___ LISTED RECORDS
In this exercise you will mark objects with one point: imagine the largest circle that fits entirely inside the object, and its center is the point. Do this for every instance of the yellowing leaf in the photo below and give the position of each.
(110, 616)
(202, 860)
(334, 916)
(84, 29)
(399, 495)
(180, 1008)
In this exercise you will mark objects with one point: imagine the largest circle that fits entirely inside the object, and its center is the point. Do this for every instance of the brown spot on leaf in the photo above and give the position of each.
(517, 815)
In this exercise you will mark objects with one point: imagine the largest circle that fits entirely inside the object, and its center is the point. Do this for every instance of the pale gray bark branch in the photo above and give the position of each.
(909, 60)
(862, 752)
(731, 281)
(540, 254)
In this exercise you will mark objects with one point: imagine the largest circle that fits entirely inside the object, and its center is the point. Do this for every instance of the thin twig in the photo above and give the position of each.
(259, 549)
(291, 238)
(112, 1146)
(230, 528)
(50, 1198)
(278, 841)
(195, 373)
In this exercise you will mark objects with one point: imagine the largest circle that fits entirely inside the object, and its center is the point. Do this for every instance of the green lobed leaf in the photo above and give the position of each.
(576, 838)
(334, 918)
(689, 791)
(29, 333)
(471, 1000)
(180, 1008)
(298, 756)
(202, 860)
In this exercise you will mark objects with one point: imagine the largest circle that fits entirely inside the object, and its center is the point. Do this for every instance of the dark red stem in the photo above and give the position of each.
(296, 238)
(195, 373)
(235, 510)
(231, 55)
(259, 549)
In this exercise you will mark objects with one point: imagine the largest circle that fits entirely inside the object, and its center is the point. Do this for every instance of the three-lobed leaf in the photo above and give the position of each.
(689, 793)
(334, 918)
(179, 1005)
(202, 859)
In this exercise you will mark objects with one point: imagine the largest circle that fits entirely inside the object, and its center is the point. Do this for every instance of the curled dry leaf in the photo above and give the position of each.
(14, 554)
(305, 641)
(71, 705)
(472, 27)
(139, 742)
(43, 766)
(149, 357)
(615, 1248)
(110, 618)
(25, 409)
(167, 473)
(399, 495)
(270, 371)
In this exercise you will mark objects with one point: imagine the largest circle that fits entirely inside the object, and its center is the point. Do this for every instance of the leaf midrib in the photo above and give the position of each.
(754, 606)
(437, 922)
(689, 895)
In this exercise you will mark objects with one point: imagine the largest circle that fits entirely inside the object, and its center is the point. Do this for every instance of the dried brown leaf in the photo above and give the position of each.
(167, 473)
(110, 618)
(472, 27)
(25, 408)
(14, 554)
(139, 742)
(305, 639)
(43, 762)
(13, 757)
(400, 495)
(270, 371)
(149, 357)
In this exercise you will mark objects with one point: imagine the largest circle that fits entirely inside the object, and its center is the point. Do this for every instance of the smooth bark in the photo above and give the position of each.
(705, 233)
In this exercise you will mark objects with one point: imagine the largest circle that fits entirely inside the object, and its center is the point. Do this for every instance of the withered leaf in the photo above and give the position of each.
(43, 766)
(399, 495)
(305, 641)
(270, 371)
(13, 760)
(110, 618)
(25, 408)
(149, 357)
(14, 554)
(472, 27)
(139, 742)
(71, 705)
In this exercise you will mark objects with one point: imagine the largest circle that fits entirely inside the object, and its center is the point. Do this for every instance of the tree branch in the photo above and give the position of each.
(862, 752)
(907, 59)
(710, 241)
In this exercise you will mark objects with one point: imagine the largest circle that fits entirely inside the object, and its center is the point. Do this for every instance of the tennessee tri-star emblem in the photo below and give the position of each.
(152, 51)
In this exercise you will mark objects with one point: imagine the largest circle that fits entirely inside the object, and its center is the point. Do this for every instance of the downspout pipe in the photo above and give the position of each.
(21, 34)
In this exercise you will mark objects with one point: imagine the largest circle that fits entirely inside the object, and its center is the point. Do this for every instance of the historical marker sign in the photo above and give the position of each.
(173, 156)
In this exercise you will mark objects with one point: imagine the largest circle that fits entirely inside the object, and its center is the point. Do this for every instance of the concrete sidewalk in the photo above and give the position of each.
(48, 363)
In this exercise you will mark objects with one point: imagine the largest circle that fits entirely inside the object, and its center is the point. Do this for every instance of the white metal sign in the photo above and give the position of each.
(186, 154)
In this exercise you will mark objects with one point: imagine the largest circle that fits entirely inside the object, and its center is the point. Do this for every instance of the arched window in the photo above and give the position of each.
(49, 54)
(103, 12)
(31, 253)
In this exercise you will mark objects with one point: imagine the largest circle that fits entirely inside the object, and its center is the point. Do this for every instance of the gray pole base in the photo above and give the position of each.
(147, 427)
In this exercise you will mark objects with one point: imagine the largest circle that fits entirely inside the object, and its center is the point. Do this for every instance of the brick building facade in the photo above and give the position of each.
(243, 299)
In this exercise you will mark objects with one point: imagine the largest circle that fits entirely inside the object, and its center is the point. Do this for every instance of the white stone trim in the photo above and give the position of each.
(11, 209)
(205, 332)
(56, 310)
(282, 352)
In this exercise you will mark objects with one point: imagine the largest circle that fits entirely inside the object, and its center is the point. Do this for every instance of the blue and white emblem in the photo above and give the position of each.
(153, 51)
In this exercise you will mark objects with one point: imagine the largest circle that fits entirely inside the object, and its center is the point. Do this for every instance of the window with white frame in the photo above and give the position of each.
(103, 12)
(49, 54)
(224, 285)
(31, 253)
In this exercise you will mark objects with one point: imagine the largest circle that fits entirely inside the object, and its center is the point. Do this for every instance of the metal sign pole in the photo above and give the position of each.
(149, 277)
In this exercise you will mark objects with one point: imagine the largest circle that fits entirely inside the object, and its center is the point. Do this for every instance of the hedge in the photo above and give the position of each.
______
**REQUIRED ACTION**:
Nothing in the entries may be left out; each line is to be output exactly.

**RESPONSE TO THIS EXERCISE**:
In this exercise you will mark objects with one point: imagine the largest circle that fits entirely inside the object, and its center is the point. Do this for every instance of the yellowing leaf in the photo below and give the position of each.
(110, 616)
(202, 860)
(334, 916)
(84, 29)
(399, 495)
(180, 1008)
In this exercise you will mark objects with one point: imagine the largest circle that fits entirely inside the object, and its center is the point. Do this for every instance of the brown spot on leaf in the photo above and give the position of each.
(517, 815)
In this exercise you will mark objects with one point: imagine the largest circle that fits entirely inside the object, and its center is the point. Do this for every instance of the pale gray bark branch in the photo above and give the position of each.
(909, 60)
(862, 752)
(731, 281)
(540, 254)
In this exercise you will mark objects with one point: imagine the largest circle that fits entirely inside the object, and its center is the point. Do this for every instance of the thin twig in the photo above and give the position of each.
(259, 549)
(291, 238)
(112, 1146)
(230, 528)
(50, 1198)
(278, 841)
(195, 373)
In this exercise you will mark objects with one point: imagine the largest circle that fits entirely inside the object, and its center is the point. Do this for every instance of the green lobed leaf in the photo above and give the position of each.
(576, 838)
(334, 918)
(689, 791)
(29, 333)
(471, 1000)
(180, 1008)
(298, 756)
(202, 860)
In this exercise you will mark objects with one point: imagine the largest circle that fits entirely inside the object, and its center is the point. Do this for every instance of the dark red stem in the photo above and give the position of each.
(296, 238)
(195, 373)
(235, 510)
(231, 55)
(259, 549)
In this exercise you will mark objects with one point: imagine the largest circle that fits entirely inside the object, and its center is the point. Do this for every instance of the three-lobed leaf in the photo above and give the position of each.
(689, 793)
(334, 918)
(179, 1005)
(202, 859)
In this exercise you will mark objects with one point: imagine the largest circle that fits entirely inside the object, and its center is the point. Do this for every instance of the curled dry leaf in the photo above and give the position of each.
(14, 554)
(305, 641)
(71, 705)
(472, 27)
(139, 742)
(43, 766)
(149, 357)
(615, 1248)
(110, 618)
(25, 409)
(167, 473)
(399, 495)
(270, 371)
In this exercise you will mark objects with one point: imagine the largest circle that fits entirely inside the object, and its center is the point. Do this for every instance of the leaf midrib in the photo above and give the position of each.
(754, 606)
(437, 922)
(689, 895)
In this exercise you will mark objects with one point: imagine the largest circle that fits entirely inside the object, and its center is the point. Do this for every instance of the dried brown leaf in the photo above and give the position of each.
(167, 473)
(110, 618)
(472, 27)
(25, 408)
(14, 554)
(139, 742)
(305, 639)
(43, 762)
(13, 757)
(400, 495)
(270, 371)
(149, 357)
In this exercise you will mark objects with one point: imagine the largest circle that fits entirely inside the object, and its center is the point. Do this for every instance of the smooth bark in the photo above and give the position of each.
(705, 233)
In this exercise you will mark objects with one point: imagine the largest circle that fits entirely inside the object, and its center is the point. Do this for every instance of the withered leaf in the photo above and give the position of each.
(43, 766)
(399, 495)
(305, 641)
(270, 371)
(13, 760)
(110, 618)
(25, 408)
(149, 357)
(14, 554)
(472, 27)
(139, 742)
(71, 705)
In this exercise you will mark objects with one point: imagine the largest circle that fits entirely inside the object, and its center is the point. Do this for every instance of the tree branch in the photo above and give the position of each.
(862, 752)
(907, 59)
(710, 241)
In this exercise you will mark objects with one point: imagine the largest circle that fits entirely inside the object, and its center is the point. Do this for every instance of the tennessee tri-star emblem in the photo below and give the position of each.
(152, 51)
In this exercise you will mark objects with one point: imagine the largest circle that fits entirely inside the object, and its center is the point. Do this for every instance of the downspout pipe in the photo above and give the position of each.
(21, 34)
In this exercise you will mark objects with one point: imagine the largest circle that fits entirely inside the object, and its center is the point. Do this for every instance of the historical marker sign in the photo above and give the position of each.
(173, 156)
In this exercise you will mark objects with one point: imagine the largest circle that fits entirely inside the object, and its center is the point. Do this for every instance of the concrete sidewalk in the photo above and give the position of each.
(48, 363)
In this exercise you will mark objects with one point: imagine the largest circle that fits entirely inside the object, and its center is the point. Do this for every instance of the white metal sign in the photo above and give the position of each.
(186, 154)
In this exercise you will mark objects with one point: imagine the largest circle that fits entirely inside the object, and its center is the point. Do this for every instance of the arched window in the photo above and give the position of each.
(49, 54)
(103, 12)
(31, 253)
In this exercise you will mark objects with one point: imagine the largest circle that fits entirely inside the object, and its center is the point. Do this for every instance of the gray pole base in the photo above and give the position of each.
(147, 427)
In this exercise you will mark objects with one point: imagine the largest circle that fits entirely inside the object, and its center is the point. Do this for every instance of the brick building facade in the photo above and give the position of each.
(243, 299)
In this exercise you will mark objects with one point: imagine the largest circle that fits entirely inside the object, and its center is the point. Do this for every instance of the white stone trim in the photo above and give the position of each.
(11, 209)
(205, 332)
(56, 310)
(282, 352)
In this exercise you will mark objects with one point: imagine the largest circle that fits entirely inside the object, and its center is the point. Do this for every instance of the blue and white emblem in the photo above and give the position of each.
(153, 51)
In this exercise you will mark objects with one point: imagine the largest circle that fits entirely inside the object, and its center is the point. Do this for every instance of the window with white frame in the photo above and give the position of each.
(103, 12)
(49, 54)
(224, 285)
(31, 253)
In this exercise you will mark objects with one point: imagine the largest circle that fits entirely inside the object, and its center is the point. Do this for every instance of the metal sign pole in the photo above and give the position of each.
(149, 277)
In this exercise you will mark objects with one point: imagine the largest circle that fits entirely inside the object, and its center is the point. Do this for every instance of the hedge in the photo above and give the position of each.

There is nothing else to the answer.